● **WHAT THE TASK REQUIRES**
Rewrite the listing below with "Acceptance check" replaced by "Review checklist" throughout. Leave every other line unchanged.

[START SUPPLIED DATA]

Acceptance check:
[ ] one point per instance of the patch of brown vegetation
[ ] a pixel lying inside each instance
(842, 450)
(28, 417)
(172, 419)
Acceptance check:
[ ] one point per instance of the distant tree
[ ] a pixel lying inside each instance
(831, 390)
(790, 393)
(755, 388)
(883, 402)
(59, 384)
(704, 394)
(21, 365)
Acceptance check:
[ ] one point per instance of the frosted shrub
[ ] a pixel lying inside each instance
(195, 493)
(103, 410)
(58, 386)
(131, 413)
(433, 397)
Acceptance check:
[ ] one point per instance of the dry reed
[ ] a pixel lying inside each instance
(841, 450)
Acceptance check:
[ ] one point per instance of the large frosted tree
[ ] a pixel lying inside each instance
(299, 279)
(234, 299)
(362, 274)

[END SUPPLIED DATA]

● **FULL OUTPUT**
Review checklist:
[ ] one point per instance of the patch of brown vegetation
[ ] a pixel lying inside each instance
(842, 450)
(28, 417)
(172, 419)
Review checklist:
[ ] one point per instance of the distant tree
[ ] a pixel lying inside each instance
(831, 390)
(790, 393)
(755, 388)
(883, 402)
(59, 384)
(704, 394)
(21, 365)
Review checklist:
[ ] one point per instance of the frosted shrub
[ ] a pixel lying inside each instance
(195, 493)
(103, 410)
(58, 386)
(131, 413)
(433, 397)
Review checklist:
[ ] one point per instance of the dry reed
[ ] a pixel lying inside each instance
(841, 450)
Review checklist:
[ ] one point per instance of the large frosted tree
[ ] a pixel lying inside each instance
(299, 279)
(234, 299)
(362, 274)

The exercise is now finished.